Saved entries:
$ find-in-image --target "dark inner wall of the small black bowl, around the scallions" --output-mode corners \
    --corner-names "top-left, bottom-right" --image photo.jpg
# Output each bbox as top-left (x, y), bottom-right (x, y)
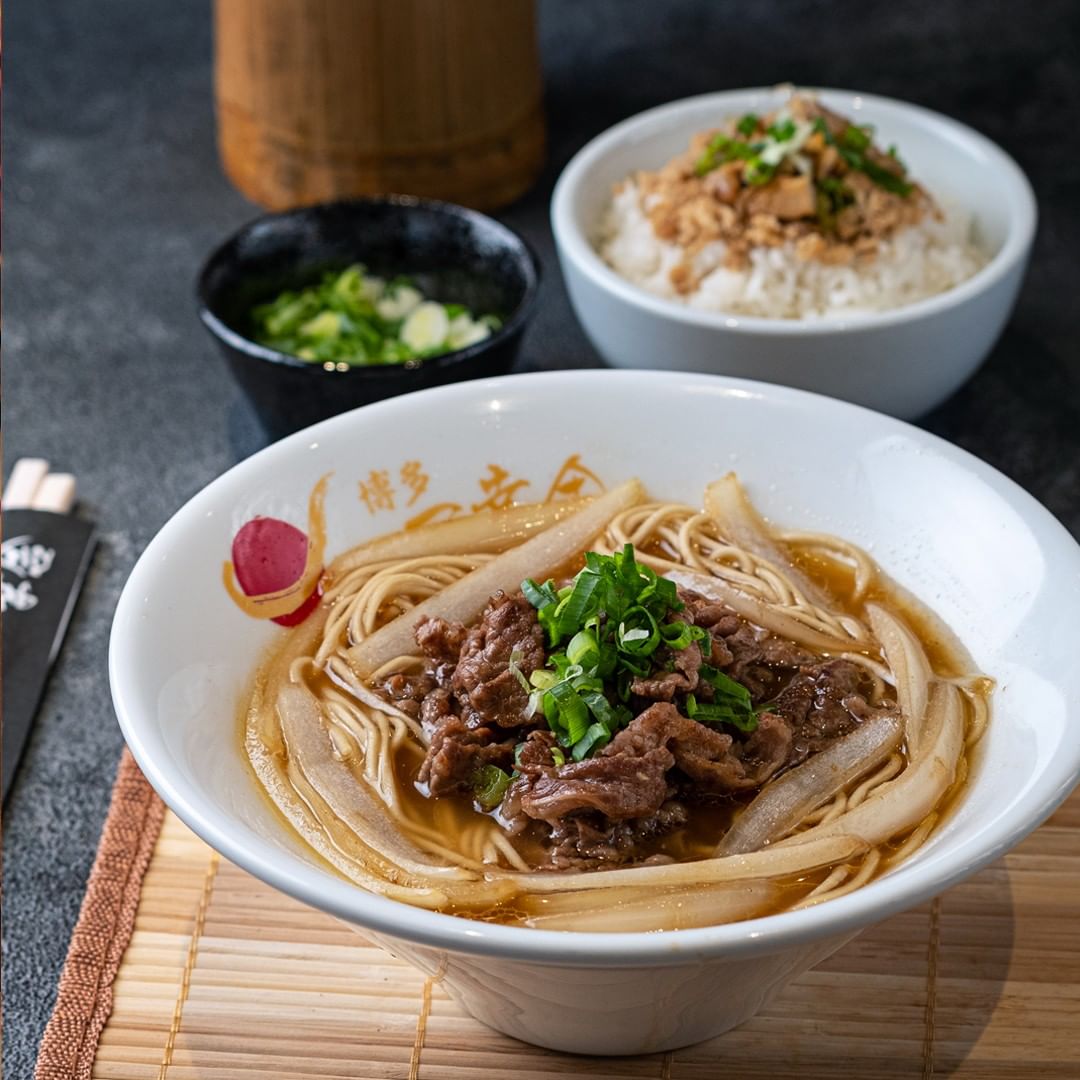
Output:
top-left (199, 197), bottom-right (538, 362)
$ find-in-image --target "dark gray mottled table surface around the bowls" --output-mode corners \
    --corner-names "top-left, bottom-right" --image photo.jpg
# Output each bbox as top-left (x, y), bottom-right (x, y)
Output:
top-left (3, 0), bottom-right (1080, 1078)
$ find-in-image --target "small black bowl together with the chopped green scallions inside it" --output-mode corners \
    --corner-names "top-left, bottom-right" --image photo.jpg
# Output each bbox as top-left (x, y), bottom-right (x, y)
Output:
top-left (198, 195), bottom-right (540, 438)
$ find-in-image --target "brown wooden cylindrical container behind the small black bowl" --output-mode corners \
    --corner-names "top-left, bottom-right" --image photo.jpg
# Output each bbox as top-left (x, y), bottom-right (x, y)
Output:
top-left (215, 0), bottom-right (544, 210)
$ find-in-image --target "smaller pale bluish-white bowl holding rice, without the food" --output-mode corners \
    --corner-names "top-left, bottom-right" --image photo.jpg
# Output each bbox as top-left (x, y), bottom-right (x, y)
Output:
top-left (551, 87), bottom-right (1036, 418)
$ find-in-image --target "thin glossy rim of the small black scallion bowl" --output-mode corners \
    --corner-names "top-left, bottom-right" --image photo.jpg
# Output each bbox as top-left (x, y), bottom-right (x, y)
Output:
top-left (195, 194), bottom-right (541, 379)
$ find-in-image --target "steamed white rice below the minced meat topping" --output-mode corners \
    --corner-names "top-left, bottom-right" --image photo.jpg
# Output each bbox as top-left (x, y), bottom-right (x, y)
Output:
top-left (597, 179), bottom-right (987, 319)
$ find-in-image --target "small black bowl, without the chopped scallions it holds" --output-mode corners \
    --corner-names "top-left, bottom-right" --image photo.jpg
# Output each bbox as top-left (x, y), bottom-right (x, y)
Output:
* * *
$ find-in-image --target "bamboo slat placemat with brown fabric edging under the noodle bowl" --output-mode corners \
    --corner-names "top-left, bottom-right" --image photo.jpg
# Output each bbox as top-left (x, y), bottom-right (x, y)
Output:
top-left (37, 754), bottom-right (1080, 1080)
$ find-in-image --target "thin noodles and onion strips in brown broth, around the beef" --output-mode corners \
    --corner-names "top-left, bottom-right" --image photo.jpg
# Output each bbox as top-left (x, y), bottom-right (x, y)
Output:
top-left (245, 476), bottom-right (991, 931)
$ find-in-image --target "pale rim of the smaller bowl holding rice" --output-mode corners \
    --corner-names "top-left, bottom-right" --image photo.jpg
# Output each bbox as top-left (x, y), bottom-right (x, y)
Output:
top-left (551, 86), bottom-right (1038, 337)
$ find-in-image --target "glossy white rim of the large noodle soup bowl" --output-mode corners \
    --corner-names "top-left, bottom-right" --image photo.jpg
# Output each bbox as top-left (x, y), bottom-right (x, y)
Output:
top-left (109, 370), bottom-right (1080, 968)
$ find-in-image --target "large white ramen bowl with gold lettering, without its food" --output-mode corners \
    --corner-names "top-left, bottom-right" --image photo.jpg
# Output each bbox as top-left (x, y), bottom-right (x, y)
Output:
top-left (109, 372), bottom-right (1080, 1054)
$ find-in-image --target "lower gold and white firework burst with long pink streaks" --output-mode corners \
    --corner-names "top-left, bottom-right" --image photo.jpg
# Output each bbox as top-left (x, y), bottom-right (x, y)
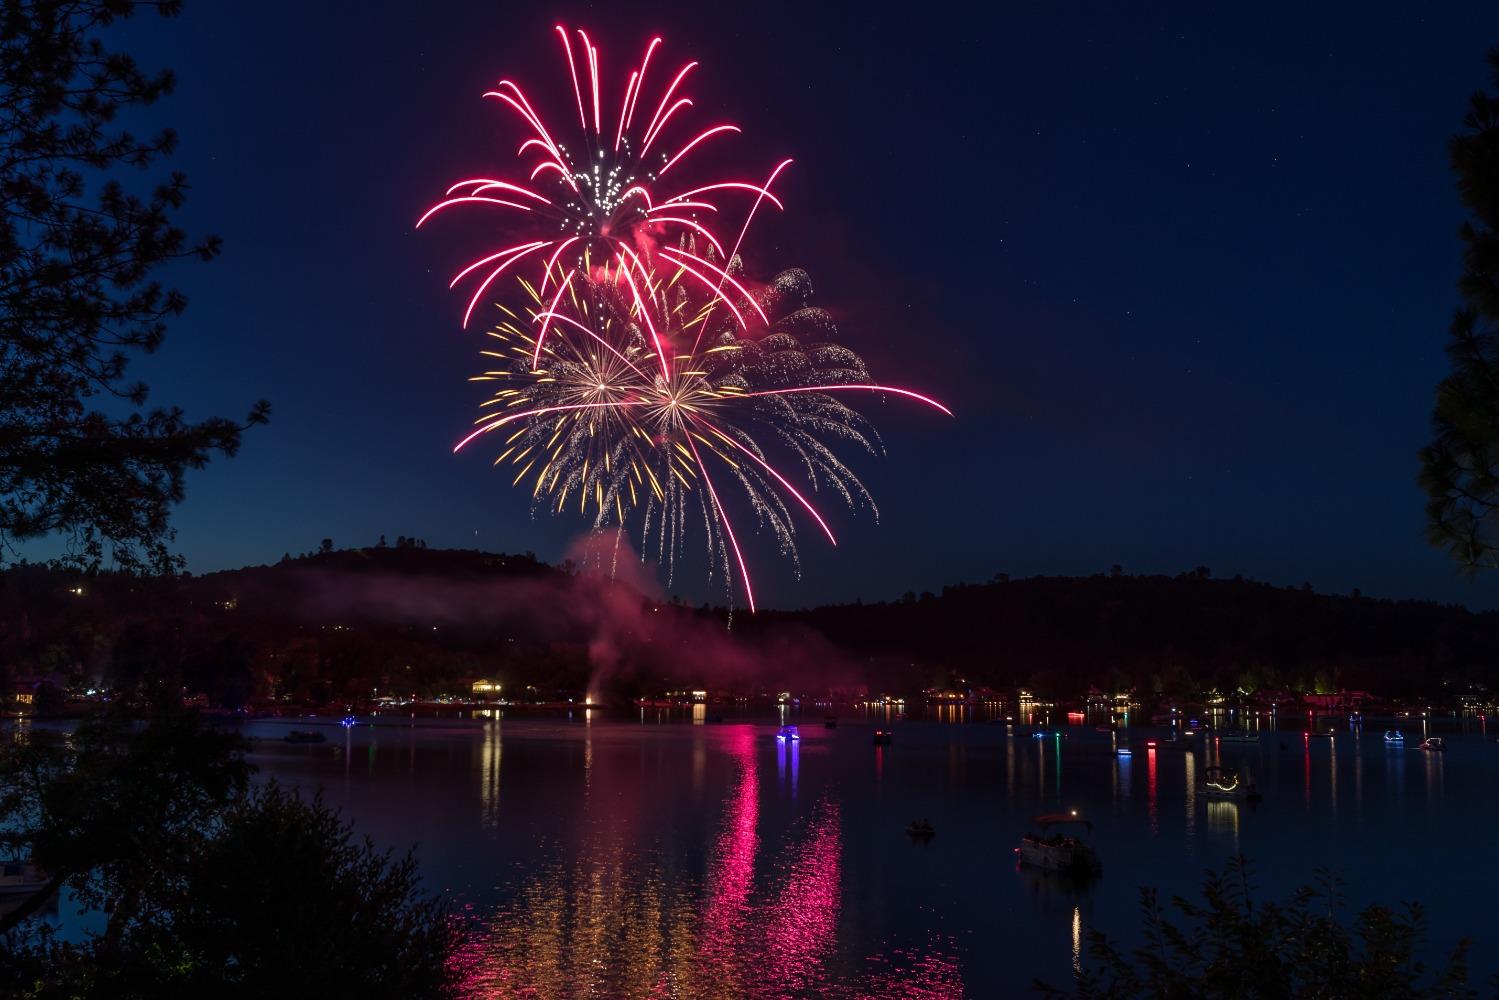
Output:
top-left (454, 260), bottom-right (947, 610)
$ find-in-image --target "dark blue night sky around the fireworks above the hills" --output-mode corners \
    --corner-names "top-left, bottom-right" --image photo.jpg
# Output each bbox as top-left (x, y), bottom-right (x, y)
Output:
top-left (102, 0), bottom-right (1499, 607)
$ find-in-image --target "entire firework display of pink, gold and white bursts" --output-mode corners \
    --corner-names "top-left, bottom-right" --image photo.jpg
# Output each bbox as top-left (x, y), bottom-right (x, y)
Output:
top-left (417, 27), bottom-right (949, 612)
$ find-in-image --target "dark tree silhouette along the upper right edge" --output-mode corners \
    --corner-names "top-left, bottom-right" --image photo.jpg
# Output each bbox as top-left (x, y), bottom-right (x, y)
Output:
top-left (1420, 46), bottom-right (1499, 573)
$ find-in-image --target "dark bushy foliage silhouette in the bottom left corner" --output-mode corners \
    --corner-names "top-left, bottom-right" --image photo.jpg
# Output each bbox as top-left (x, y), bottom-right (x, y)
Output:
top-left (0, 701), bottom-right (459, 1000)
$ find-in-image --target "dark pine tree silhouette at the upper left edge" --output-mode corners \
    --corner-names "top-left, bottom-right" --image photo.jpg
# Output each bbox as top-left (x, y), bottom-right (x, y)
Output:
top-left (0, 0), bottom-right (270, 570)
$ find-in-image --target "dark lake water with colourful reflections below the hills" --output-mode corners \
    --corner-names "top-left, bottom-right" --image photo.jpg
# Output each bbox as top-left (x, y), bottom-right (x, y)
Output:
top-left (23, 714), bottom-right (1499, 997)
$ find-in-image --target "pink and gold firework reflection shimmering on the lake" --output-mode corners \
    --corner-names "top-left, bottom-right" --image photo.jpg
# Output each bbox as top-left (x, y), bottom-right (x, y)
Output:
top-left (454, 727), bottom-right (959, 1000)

YOUR OBJECTIVE:
With "large" as the word to match, copy each line of the records that has it.

EXERCISE RESULT:
$ find-in-image --target "glossy white rim of the large noodle soup bowl" --output-mode corners \
$ find-in-image --target "large white ramen bowl with gold lettering, without its food" --output-mode corners \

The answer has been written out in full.